• PASSAGE TO READ:
+++++
It's been awhile since I officially
wrote about it but those of you who are constant readers of my work on television
know that from roughly 2019 until at least 2022, I was always arguing that there needed to be
another season of Big Little Lies one of the greatest limited series of
all time that got renewed for a second season – and may have inadvertently
started the trend of limited series becoming real TV shows when it was renewed
for a second season which didn't receive the same raves but that I put on my
top ten list of 2019 anyway.
I suspect some of my readers might
have considered this is a running gag with so many of the columns: every time any
one of the incredible female talents in that show has done anything in the
2020s I often commented that it was something they were doing while waiting for
Season 3 to be greenlit. That said while hope does spring eternal I eventually
didn't think it was going to happen for many reasons. One of them, sadly, was
the passing of Jean Claude-Vallee the director of Season 1 in 2022, which
seemed to bring the curtain down. The other thing was that for not just the
female leads but really the entire cast, they've been pretty damn busy the last
decade.
Nicole Kidman by far has been the
busiest of the performers. After Season 2 ended she became a collaborator with
creator David E. Kelley. In 2020 they collaborated on the extraordinary The
Undoing on HBO and the following year she took the female lead of another
Kelley adaptation of a Lianne Moriarity work Nine Perfect Strangers on
Hulu. That was renewed for a second season which finally aired this past May.
By the time it did Kidman had already appeared in the second season of Lioness
for Paramount Plus (for which she received a Critics Choice nomination) and
had played the lead role in another adaptation of a novel on Netflix The
Perfect Couple. By the time this show premiered I remember reading satirical
articles that if Nicole Kidman appeared in a small coastal town you know
someone was going to be murdered. It was one of the funniest articles I read
because it seemed to be a certain on TV in the 2020s.
+++++
• GIVEN RECORDS:
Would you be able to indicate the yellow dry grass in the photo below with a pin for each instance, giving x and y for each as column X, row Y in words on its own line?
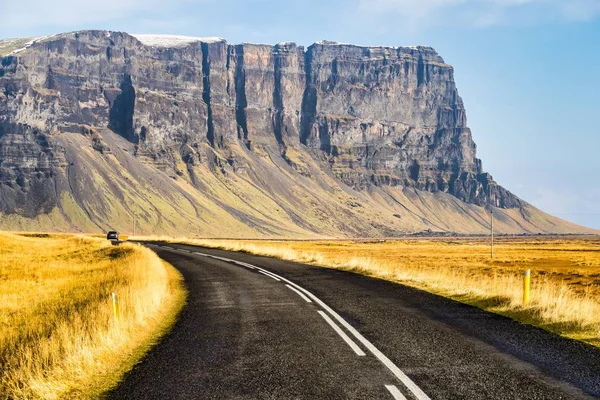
column 565, row 296
column 58, row 336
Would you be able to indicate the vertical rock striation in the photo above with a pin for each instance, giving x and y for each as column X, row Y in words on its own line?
column 368, row 116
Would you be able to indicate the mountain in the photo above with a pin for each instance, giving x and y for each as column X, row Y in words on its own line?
column 200, row 137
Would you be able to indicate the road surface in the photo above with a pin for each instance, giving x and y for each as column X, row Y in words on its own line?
column 261, row 328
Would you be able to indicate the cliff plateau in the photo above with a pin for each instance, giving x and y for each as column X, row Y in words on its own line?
column 201, row 137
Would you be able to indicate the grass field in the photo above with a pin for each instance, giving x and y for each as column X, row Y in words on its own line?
column 58, row 335
column 565, row 291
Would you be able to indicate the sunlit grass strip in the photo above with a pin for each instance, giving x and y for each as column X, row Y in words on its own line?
column 58, row 335
column 564, row 296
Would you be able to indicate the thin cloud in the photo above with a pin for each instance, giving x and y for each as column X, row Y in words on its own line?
column 482, row 12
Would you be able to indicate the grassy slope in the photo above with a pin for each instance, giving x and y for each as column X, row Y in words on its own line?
column 565, row 295
column 58, row 336
column 268, row 198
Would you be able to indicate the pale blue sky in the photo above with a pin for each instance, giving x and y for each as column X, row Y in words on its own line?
column 528, row 70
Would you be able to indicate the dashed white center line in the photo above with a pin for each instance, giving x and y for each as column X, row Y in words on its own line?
column 269, row 275
column 299, row 293
column 410, row 385
column 340, row 332
column 395, row 392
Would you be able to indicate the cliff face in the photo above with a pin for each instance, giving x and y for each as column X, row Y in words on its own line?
column 350, row 119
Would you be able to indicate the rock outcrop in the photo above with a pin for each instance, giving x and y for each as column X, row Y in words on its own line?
column 354, row 120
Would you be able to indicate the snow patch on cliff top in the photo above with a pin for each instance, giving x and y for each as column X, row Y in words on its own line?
column 173, row 40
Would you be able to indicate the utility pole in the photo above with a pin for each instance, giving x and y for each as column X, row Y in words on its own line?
column 492, row 232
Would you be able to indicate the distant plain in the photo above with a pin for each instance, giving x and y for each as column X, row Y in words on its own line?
column 565, row 272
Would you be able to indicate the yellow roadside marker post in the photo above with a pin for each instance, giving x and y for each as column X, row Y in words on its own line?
column 116, row 307
column 526, row 286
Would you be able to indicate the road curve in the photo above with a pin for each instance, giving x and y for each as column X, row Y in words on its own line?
column 261, row 328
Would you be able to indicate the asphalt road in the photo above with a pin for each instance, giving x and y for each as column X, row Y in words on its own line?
column 261, row 328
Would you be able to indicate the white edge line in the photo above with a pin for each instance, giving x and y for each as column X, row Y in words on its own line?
column 270, row 276
column 343, row 335
column 299, row 293
column 419, row 394
column 395, row 392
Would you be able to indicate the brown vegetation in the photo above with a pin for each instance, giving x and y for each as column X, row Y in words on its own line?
column 58, row 335
column 565, row 295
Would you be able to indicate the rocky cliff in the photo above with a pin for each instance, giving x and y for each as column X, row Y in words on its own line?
column 199, row 136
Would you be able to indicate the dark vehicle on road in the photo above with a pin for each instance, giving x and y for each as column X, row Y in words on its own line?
column 112, row 235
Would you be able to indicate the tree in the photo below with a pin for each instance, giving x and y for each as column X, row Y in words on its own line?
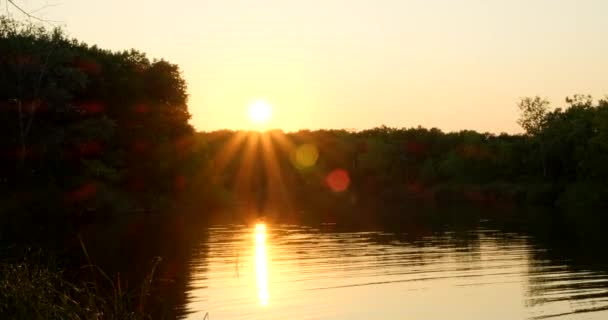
column 532, row 118
column 533, row 113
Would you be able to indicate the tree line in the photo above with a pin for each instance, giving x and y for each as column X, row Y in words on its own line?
column 88, row 131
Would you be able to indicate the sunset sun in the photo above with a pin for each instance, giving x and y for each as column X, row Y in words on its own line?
column 260, row 112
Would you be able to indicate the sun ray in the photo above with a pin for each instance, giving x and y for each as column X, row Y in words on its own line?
column 277, row 190
column 244, row 182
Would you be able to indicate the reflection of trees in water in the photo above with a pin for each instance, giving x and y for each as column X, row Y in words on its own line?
column 567, row 273
column 128, row 247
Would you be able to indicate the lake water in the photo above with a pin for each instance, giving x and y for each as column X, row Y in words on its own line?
column 298, row 272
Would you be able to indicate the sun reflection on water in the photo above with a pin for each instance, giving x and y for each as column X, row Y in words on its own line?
column 261, row 264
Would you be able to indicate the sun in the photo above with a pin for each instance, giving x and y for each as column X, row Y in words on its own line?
column 260, row 112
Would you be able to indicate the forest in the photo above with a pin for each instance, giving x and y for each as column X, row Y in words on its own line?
column 93, row 135
column 90, row 132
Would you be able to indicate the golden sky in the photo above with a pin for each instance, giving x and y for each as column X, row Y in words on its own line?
column 356, row 64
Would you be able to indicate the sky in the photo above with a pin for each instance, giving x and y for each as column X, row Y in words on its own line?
column 357, row 64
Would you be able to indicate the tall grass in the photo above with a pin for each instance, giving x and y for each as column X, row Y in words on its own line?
column 36, row 288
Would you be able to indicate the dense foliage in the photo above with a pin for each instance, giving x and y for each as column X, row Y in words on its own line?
column 85, row 128
column 88, row 131
column 558, row 162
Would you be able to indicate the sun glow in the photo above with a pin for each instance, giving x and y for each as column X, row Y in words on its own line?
column 260, row 112
column 261, row 264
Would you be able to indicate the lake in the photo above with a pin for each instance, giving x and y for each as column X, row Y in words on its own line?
column 268, row 271
column 278, row 271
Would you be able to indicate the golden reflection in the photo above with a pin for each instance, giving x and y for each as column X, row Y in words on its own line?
column 261, row 263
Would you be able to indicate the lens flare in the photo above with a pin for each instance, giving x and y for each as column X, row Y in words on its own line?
column 306, row 156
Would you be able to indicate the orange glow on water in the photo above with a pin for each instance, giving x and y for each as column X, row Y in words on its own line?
column 338, row 180
column 261, row 264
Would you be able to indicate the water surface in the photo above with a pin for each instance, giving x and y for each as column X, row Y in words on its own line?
column 297, row 272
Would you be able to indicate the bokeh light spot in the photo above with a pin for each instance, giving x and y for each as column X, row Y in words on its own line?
column 306, row 156
column 338, row 180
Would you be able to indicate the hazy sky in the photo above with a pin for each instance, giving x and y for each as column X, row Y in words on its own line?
column 451, row 64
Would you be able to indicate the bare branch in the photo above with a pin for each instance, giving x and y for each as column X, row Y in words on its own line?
column 30, row 15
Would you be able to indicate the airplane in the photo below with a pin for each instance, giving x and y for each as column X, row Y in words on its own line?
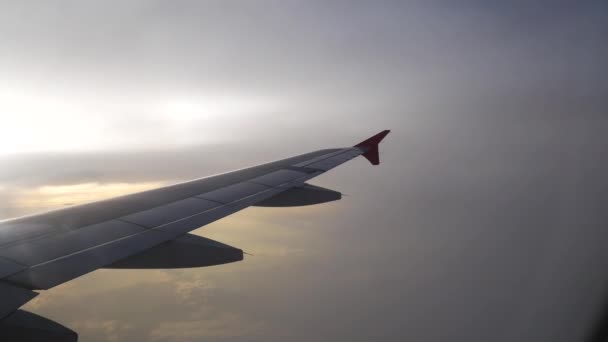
column 147, row 230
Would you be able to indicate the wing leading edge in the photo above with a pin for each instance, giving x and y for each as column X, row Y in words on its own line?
column 45, row 250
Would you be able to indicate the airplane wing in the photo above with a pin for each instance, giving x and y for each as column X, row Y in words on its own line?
column 150, row 229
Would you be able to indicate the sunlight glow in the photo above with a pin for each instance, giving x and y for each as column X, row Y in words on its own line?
column 46, row 118
column 52, row 197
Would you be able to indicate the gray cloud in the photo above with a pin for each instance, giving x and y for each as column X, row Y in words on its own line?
column 484, row 222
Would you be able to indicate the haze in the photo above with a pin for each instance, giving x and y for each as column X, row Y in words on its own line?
column 485, row 221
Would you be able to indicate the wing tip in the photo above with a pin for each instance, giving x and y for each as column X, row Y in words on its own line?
column 370, row 147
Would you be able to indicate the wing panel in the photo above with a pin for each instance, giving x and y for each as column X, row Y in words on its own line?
column 55, row 272
column 233, row 192
column 278, row 177
column 171, row 212
column 37, row 251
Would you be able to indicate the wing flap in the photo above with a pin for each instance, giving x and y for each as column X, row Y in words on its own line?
column 12, row 297
column 33, row 252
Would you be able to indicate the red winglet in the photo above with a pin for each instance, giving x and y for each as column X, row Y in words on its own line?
column 371, row 147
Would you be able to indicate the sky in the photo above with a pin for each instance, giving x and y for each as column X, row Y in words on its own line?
column 485, row 220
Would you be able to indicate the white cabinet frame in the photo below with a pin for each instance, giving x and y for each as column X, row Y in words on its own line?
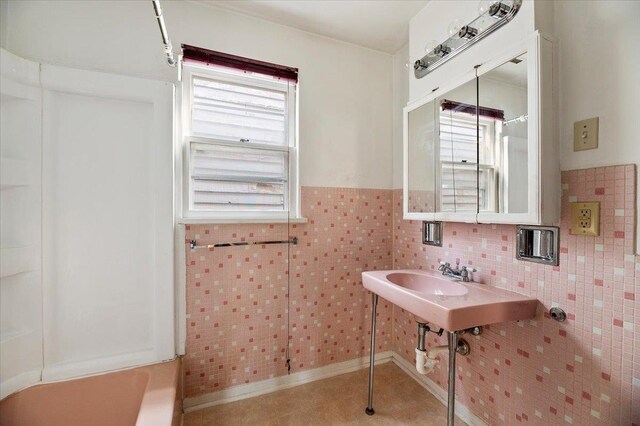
column 543, row 188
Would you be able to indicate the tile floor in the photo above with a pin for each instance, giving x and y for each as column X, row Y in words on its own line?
column 340, row 400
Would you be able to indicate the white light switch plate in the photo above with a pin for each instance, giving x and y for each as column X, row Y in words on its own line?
column 585, row 134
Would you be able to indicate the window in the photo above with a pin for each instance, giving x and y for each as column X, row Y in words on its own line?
column 239, row 144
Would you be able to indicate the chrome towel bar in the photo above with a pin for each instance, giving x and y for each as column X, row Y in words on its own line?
column 193, row 245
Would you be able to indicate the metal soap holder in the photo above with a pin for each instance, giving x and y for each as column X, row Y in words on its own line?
column 538, row 244
column 432, row 233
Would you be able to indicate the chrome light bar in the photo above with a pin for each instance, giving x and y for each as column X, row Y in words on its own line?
column 497, row 15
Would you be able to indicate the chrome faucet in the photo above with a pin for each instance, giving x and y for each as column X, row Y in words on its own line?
column 459, row 273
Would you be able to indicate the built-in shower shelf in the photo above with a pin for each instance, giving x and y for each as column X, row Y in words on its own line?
column 13, row 335
column 15, row 173
column 18, row 260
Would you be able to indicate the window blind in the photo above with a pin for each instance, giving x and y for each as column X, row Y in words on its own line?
column 231, row 178
column 458, row 152
column 234, row 112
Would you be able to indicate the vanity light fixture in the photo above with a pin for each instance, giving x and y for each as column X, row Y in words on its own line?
column 467, row 32
column 497, row 14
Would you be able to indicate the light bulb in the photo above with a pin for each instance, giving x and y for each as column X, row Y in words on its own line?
column 454, row 27
column 485, row 5
column 428, row 48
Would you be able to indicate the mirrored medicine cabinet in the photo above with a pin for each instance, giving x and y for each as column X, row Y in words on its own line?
column 483, row 148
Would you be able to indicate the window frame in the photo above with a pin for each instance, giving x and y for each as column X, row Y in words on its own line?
column 185, row 138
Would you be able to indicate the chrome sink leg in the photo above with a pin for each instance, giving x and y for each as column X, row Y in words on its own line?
column 451, row 403
column 374, row 305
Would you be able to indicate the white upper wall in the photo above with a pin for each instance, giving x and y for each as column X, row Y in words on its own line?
column 599, row 44
column 345, row 90
column 4, row 19
column 400, row 99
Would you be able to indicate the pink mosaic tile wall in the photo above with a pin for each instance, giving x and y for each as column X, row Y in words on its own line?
column 583, row 371
column 237, row 296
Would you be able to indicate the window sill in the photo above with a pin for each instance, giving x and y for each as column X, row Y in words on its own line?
column 207, row 221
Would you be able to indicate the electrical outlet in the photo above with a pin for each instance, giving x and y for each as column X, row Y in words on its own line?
column 585, row 218
column 585, row 134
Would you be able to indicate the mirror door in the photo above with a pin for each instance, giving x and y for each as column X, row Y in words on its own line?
column 504, row 121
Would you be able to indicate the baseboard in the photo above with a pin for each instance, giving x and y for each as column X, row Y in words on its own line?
column 250, row 390
column 461, row 410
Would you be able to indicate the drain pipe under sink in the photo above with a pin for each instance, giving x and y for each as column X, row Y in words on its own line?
column 427, row 360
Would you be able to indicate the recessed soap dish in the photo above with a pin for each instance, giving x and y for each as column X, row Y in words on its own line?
column 432, row 233
column 538, row 244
+++++
• WORK TO BE COMPLETED: According to the Big Little Lies column, which service carried Nine Perfect Strangers? Rely only on the Big Little Lies column, not the lines.

• TASK RESULT: Hulu